Selected extract below:
How this husband and wife team are handling LA's fastest growing health tech startup

The Heal app, a "doctors on-demand" startup founded in LA, allows users to schedule house calls from medical professionals on their smartphone without complicated payment hassles. The service is setting new record numbers of requests nearly every day and has grown 300 percent over the past few months.

Written by Patrick Hechinger
Published on Feb. 09, 2016
How this husband and wife team are handling LA's fastest growing health tech startup
 
There's an Uber for everything these days.
 
At this point you've probably heard of the app — the “doctors on-demand” startup founded here in LA. The service allows users to schedule house calls from medical professionals on their smartphone without complicated payment hassles.  
 
The service is setting new record numbers of requests nearly every day and has grown 300 percent over the past few months. Heal is currently hiring more doctors in order to keep up with the massive growth while also eyeing a national expansion at the end of the year. 
 
The stress of this rapid growth is exemplified by the fact that the Heal app is only 15 months old — a vulnerable stage for any company. Luckily, Chief Medical Officer Dr. Renee Dua has a co-founder whom she knows will help her bear the growing burden — her husband. 
 
While running her own nephrology private practice in 2014, Dr. Dua envisioned a more streamlined, cost-efficient healthcare system for both patients and doctors. She called upon her serial-entrepreneur husband Nick Desai (formerly with Kumu Wellness) and the duo conceptualized a new way to bring the old-fashioned house call to the 21st century. 
 
“When Nick and I spoke with [Built In] last year, this idea was more of a theory and it looks like we have proven a concept,” said Dr. Dua. “We experience incredible gratitude from patients and, from the perspective of a doctor, I cannot tell you how rewarding that is. Being a doctor right now in this healthcare system is frustrating, intimidating and disappointing, yet I personally go on house calls and my experiences with patients have been anything but.”
 
And while most working professionals take solace in their return home after a long day at the office, Dua and Desai don’t have that luxury. Both were raised by parents who had worked together and had grown up with very little separation between home and office.
 
“Is it annoying to talk about work constantly? Maybe, yea,” said Dr. Dua. “But we know we have a great product, we know we can be very successful and we’re going to do it right. Nick is the CEO of this company and his leadership and his history of leading companies is invaluable. I have grown to respect him, from that level, a million-fold throughout this.”
End of Selected extract.
Listed entries below:
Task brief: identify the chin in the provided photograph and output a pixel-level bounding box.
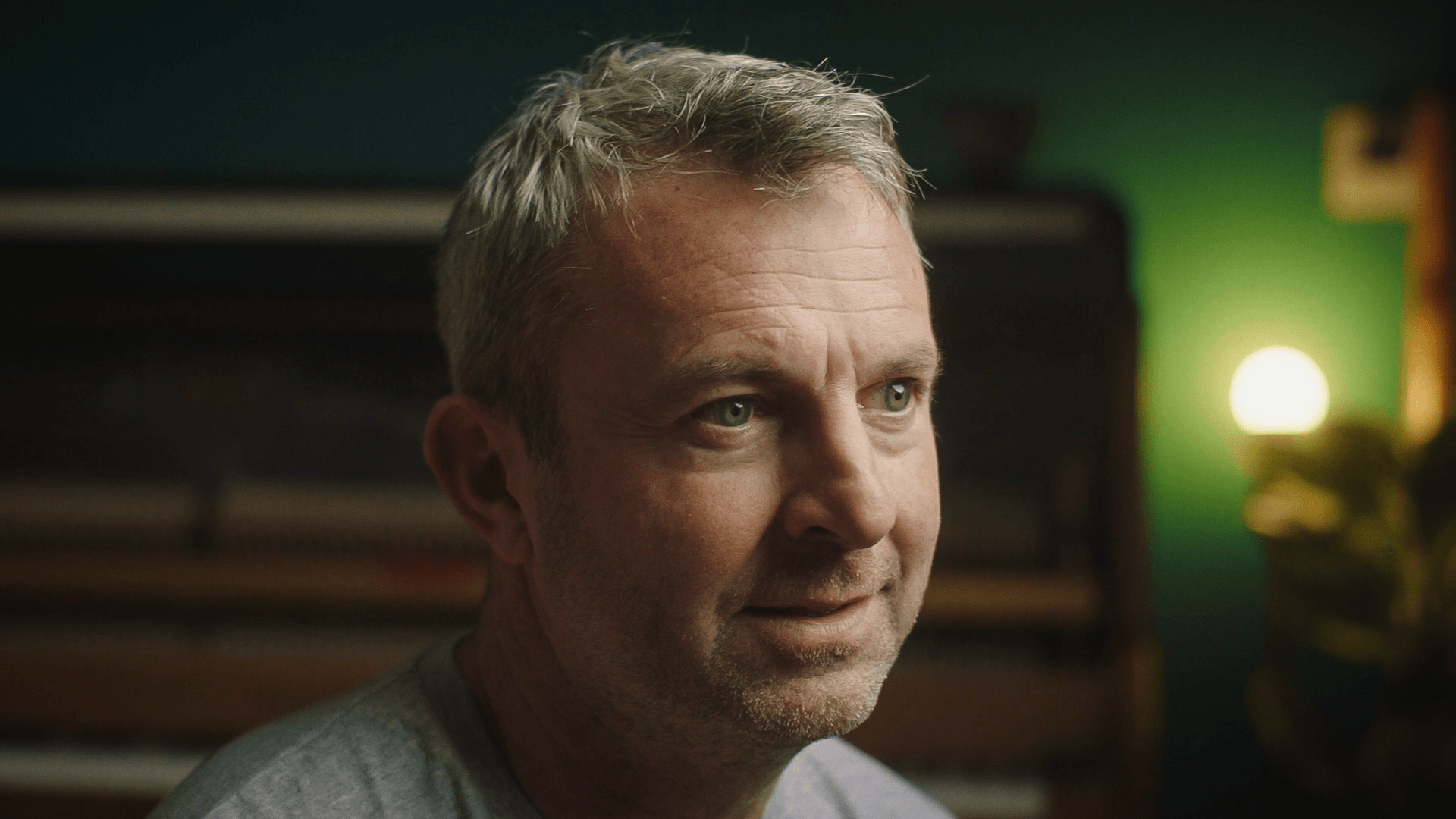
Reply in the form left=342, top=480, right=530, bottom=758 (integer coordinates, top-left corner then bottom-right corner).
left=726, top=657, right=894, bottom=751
End of Listed entries.
Listed entries below:
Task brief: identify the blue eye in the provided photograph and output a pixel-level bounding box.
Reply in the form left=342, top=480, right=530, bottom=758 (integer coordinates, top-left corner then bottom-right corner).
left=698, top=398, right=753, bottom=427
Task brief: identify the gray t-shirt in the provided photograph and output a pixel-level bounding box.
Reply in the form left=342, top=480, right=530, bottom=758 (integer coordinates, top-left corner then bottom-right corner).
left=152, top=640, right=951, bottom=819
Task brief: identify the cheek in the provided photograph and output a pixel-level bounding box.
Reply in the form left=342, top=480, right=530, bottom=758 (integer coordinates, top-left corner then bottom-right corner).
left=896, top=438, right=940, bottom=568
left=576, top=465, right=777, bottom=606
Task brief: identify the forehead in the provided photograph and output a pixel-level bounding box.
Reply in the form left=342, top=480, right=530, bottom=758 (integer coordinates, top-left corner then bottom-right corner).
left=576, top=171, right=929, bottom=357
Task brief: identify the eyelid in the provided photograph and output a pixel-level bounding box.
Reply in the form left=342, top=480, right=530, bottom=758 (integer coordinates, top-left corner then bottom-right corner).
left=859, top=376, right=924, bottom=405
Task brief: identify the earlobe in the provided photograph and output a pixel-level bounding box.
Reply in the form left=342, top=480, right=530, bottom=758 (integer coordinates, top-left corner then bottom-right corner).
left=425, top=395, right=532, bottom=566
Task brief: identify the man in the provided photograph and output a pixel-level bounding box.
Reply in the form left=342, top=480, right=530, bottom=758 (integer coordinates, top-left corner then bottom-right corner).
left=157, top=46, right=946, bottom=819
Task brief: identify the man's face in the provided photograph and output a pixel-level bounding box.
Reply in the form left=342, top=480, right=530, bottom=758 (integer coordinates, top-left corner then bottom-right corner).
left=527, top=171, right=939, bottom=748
End of Listed entries.
Write out the startup article again from "There's an Uber" to "burden — her husband.", swapping each "Heal" for "Visit". The lines above are separate material, unrelated to the startup article.

* **Response to the exercise**
There's an Uber for everything these days.
 
At this point you've probably heard of the app — the “doctors on-demand” startup founded here in LA. The service allows users to schedule house calls from medical professionals on their smartphone without complicated payment hassles.  
 
The service is setting new record numbers of requests nearly every day and has grown 300 percent over the past few months. Visit is currently hiring more doctors in order to keep up with the massive growth while also eyeing a national expansion at the end of the year. 
 
The stress of this rapid growth is exemplified by the fact that the Visit app is only 15 months old — a vulnerable stage for any company. Luckily, Chief Medical Officer Dr. Renee Dua has a co-founder whom she knows will help her bear the growing burden — her husband.